Nos últimos anos, as grandes estrelas do mercado normalmente sem graça de alimentos, bebidas e bens embalados vêm sendo os produtos vendidos como “naturais”.

Os consumidores, cada vez mais cautelosos com alimentos, bebidas e outros bens excessivamente processados ou cheios de substâncias químicas manufaturadas, estão pagando preços mais altos por produtos naturais, desde sucos de fruta e cereais até xampus e lenços descartáveis para bebês.

Uma série de ações judiciais e esforços de grupos de defesa dos consumidores mostram, no entanto, que o que uns chamam de “natural” pode, na verdade, ser algo como metilisotiazolinona.

O problema, segundo grupos de consumidores e mesmo alguns fabricantes, é que não há uma definição legal ou regulamentada do que pode ser considerado “natural”.

O debate, em muitos aspectos, ecoa a luta da década de 1990 em torno da palavra “orgânico”, que os fabricantes de alimentos usaram livremente, frustrando os consumidores que tentavam entender o que estava acontecendo.

**TRECHOS DE DADOS:**
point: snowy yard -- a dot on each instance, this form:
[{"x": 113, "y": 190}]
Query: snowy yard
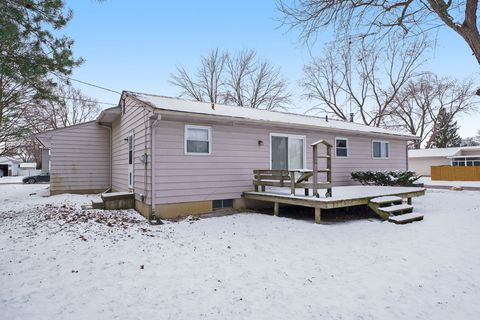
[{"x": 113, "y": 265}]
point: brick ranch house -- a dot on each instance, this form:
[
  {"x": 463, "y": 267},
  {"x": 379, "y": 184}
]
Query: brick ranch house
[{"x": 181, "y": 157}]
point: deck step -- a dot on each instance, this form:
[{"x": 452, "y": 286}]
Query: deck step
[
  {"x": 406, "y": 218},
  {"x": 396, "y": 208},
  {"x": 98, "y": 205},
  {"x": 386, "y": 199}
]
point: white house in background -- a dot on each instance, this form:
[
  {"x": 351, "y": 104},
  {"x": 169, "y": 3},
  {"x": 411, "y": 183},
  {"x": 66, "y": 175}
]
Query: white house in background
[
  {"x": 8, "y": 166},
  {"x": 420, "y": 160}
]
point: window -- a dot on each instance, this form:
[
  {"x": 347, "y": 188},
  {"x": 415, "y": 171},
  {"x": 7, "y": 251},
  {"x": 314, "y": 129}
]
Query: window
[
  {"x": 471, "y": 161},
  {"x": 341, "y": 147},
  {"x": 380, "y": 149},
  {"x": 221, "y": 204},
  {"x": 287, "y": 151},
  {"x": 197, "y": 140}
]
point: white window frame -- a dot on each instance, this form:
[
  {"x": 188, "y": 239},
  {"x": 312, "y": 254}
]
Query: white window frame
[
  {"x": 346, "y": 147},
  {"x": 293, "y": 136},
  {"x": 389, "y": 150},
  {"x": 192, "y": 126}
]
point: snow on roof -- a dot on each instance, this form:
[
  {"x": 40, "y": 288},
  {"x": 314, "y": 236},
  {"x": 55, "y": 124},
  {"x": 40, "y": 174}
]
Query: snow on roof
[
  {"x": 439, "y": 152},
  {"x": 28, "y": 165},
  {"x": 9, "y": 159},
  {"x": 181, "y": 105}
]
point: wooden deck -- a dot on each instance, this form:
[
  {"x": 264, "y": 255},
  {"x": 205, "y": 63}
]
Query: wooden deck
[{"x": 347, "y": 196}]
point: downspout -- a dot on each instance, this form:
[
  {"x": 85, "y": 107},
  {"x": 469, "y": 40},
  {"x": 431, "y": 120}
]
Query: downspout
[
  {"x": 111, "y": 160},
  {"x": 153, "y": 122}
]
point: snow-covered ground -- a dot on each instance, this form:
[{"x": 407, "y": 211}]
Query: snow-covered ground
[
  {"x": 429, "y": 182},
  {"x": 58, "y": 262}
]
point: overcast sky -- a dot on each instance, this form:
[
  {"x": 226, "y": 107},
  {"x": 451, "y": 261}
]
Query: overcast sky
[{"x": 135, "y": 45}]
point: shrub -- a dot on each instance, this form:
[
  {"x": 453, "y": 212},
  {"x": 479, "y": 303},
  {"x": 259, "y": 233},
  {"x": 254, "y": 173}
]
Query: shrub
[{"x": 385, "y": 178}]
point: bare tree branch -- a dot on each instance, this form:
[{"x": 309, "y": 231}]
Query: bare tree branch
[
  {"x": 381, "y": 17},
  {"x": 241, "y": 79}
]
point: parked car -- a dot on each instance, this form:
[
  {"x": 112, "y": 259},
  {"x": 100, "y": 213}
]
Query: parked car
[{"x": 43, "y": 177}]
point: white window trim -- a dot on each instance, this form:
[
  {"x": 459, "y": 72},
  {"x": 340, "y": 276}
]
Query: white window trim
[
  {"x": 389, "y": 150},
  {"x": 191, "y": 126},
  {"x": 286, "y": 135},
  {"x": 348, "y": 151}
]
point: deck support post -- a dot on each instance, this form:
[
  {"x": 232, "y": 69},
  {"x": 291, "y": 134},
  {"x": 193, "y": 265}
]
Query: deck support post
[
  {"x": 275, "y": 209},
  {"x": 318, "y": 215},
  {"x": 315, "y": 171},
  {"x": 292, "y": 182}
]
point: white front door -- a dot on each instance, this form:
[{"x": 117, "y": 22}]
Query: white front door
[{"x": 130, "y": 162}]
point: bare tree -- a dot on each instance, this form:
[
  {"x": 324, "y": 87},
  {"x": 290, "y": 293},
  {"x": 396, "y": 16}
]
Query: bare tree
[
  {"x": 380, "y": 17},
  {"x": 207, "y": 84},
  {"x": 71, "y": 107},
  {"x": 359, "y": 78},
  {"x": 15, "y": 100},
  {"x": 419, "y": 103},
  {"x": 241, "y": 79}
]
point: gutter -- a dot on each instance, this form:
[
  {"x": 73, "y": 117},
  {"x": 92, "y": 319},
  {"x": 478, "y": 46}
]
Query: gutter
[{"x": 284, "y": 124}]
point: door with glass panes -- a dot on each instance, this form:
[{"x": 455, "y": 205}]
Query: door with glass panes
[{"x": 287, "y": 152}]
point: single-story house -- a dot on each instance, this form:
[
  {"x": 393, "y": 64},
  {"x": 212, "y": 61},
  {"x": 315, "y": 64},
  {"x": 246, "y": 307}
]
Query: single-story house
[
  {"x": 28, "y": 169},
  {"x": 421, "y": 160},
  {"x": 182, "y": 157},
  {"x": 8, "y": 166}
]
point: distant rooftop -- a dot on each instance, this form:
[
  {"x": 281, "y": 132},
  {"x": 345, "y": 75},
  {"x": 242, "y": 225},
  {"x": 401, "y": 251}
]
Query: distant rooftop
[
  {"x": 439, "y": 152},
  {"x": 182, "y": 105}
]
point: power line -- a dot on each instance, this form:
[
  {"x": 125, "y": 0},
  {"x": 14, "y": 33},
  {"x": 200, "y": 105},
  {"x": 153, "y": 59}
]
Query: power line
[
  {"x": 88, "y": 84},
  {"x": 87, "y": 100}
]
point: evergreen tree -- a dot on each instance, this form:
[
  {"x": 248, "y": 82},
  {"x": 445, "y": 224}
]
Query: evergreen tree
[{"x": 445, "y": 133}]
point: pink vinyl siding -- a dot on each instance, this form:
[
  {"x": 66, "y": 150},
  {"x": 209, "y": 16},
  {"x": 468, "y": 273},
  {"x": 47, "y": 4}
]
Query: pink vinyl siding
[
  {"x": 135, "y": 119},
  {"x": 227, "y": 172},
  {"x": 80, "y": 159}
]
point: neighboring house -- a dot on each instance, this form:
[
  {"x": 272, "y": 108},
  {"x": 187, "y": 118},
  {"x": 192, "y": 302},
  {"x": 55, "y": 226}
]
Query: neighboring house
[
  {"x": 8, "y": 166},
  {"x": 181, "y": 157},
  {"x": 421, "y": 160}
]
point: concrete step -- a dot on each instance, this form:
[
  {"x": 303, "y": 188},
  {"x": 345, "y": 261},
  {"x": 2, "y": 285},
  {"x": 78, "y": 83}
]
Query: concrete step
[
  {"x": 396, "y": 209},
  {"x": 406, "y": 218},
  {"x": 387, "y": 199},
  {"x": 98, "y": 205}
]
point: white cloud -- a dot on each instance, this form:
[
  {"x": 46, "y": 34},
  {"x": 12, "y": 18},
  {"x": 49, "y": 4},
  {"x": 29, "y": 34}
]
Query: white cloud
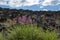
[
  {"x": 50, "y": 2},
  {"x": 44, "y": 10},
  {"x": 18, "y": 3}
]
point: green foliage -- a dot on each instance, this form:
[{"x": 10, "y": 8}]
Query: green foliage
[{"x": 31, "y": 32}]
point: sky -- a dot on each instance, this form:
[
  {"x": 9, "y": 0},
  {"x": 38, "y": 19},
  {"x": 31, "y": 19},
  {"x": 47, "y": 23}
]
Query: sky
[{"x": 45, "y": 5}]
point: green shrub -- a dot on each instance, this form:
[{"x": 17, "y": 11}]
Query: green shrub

---

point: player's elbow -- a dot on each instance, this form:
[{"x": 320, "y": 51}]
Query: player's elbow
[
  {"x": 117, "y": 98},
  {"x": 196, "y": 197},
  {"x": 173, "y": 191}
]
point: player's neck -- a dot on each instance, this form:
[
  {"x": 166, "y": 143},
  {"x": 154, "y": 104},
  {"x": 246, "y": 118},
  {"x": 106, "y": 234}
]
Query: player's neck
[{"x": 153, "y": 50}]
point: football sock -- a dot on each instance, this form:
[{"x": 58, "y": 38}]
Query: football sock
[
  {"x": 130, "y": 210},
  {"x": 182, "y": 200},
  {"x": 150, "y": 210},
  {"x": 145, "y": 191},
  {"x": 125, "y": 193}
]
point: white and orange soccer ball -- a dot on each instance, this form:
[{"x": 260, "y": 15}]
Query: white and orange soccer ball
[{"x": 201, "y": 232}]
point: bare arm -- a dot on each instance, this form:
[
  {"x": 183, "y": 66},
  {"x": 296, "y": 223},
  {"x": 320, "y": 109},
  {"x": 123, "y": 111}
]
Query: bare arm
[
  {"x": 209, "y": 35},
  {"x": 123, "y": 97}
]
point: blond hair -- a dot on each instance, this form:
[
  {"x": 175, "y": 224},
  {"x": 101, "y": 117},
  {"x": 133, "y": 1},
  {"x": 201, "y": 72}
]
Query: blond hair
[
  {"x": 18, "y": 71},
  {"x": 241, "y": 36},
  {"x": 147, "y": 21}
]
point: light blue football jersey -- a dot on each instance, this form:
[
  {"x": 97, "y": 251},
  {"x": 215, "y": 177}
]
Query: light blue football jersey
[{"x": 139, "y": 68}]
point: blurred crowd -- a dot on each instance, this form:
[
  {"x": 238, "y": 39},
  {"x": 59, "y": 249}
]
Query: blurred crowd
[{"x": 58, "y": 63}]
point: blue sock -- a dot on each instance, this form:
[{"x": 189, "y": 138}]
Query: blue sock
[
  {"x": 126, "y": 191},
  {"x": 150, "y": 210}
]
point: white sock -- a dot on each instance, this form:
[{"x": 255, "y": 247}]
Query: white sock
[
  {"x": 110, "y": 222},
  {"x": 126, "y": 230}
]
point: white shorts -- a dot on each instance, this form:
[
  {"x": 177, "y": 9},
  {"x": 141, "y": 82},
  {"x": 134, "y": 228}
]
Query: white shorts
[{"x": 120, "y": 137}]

**CONJUNTO DE TAREFAS:**
A: Responda com base no texto sobre produtos vendidos como naturais:
(i) Que produtos naturais o texto cita, desde os sucos de fruta até os itens para bebês?
(ii) Segundo grupos de consumidores e alguns fabricantes, qual é o problema com o termo “natural”?
(iii) Em torno de que palavra houve uma luta na década de 1990?
B: Prossiga com o texto sobre produtos vendidos como naturais a partir da última frase apresentada.

**RESULTADOS EM ORDEM:**
A:
(i) Sucos de fruta, cereais, xampus e lenços descartáveis para bebês.
(ii) Não há uma definição legal ou regulamentada do que pode ser considerado “natural”.
(iii) Em torno da palavra “orgânico”.

B:
O Departamento de Agricultura dos Estados Unidos, encarregado de criar um programa de “orgânicos”, foi incomodado por consumidores, fazendeiros, fabricantes e estados enquanto desenvolvia a definição, as diretrizes e o processo de certificação.

Na última década, enquanto os reguladores avaliavam a necessidade de definir o termo “natural”, a falta de clareza resultou em um ambiente livre e conturbado.

De um lado estão as empresas, que querem ganhar dinheiro com o desejo dos consumidores de pagar cada vez mais por produtos naturais, colocando rótulos “tudo natural” neles. Às vezes, as alegações foram além dos limites da credulidade – como o refrigerante “todo natural” 7UP, as Pop-Tarts “Preparadas com Frutas de Verdade” e a limonada Crystal Light “Natural”. (Alguns rótulos como esses acabaram sendo alterados.)

Do outro, há uma série de advogados dos consumidores – apelidados de “bancada da comida” – que já entraram com mais de 300 ações judiciais conjuntas nos últimos três anos. Esses processos envolvem alegações de uso incorreto do termo “natural” em rótulos de alimentos, entre outras descrições.

E, cada vez mais, as ações judiciais estão indo além dos alimentos e focando em bens de consumo como lenços descartáveis para bebês e produtos de limpeza.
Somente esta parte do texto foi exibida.